-- Short problem --
Resize the listing from its first line through the line containing "93], [472, 96]]", both ends included. Give all of those lines again, requests included. Multiply every polygon coordinate in the answers by 1.8 and round to whole numbers, halves up. Leave the numbers in the requests and their format samples as they are.

----- Data for processing -----

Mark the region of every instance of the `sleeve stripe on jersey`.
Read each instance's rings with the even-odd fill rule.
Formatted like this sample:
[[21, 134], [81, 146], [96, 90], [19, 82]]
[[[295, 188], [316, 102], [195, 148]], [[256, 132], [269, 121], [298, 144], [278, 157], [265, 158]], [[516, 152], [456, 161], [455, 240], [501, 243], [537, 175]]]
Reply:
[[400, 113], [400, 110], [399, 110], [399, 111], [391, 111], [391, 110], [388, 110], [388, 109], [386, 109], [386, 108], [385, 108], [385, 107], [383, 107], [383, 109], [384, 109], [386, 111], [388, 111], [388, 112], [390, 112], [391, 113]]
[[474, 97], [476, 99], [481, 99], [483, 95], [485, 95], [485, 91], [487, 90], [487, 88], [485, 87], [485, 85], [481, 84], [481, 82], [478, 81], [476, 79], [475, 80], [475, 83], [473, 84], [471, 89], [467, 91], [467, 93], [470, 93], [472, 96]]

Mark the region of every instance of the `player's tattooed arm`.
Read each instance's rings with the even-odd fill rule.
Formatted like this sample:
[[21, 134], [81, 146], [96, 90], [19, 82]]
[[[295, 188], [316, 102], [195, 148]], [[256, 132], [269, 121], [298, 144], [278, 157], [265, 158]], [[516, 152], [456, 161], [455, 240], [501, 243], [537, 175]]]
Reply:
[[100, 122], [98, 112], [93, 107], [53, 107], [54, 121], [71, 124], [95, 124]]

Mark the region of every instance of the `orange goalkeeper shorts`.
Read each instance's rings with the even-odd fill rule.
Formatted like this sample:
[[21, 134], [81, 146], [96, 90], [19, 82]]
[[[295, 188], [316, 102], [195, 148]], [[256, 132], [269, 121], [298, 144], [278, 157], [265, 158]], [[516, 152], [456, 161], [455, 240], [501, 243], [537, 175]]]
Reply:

-----

-- Answer to this problem --
Mark the region of every instance of the `sleeve stripe on jersey`.
Read each instance's rings with the even-odd fill rule.
Formatted like this sample:
[[21, 134], [81, 146], [96, 90], [19, 82]]
[[[295, 188], [316, 102], [195, 148]], [[256, 132], [269, 121], [298, 144], [278, 157], [265, 158]], [[516, 152], [456, 161], [455, 240], [501, 243], [537, 175]]]
Reply:
[[720, 203], [720, 198], [718, 198], [718, 200], [704, 200], [704, 198], [698, 198], [698, 196], [695, 196], [695, 194], [693, 194], [693, 193], [689, 193], [689, 196], [691, 196], [695, 200], [698, 200], [698, 202], [702, 202], [704, 203]]
[[853, 175], [857, 178], [866, 178], [869, 171], [873, 171], [873, 164], [877, 162], [877, 158], [873, 157], [873, 153], [866, 151], [866, 148], [860, 146], [857, 142], [855, 144], [855, 149], [851, 151], [848, 160], [841, 164], [841, 167], [846, 167], [850, 173]]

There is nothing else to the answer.